◆ Extracted data
>>>

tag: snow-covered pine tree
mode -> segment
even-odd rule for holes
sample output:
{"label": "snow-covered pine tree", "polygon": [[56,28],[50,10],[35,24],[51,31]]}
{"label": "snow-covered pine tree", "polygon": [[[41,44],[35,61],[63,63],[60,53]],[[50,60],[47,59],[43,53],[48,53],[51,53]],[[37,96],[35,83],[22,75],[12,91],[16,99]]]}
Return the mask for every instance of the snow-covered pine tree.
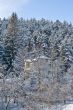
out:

<<<

◆ What is asked
Identify each line in the rows above that contains the word "tree", treating uppercase and lowercase letters as different.

◆ Solution to the exercise
tag: snow-covered pine tree
{"label": "snow-covered pine tree", "polygon": [[56,28],[50,10],[35,24],[51,31]]}
{"label": "snow-covered pine tree", "polygon": [[[41,44],[35,61],[63,63],[60,53]],[[50,60],[47,59],[43,53],[48,53],[51,53]],[[37,96],[35,83],[22,75],[12,91],[16,99]]]}
Return the mask for every instance of the snow-covered pine tree.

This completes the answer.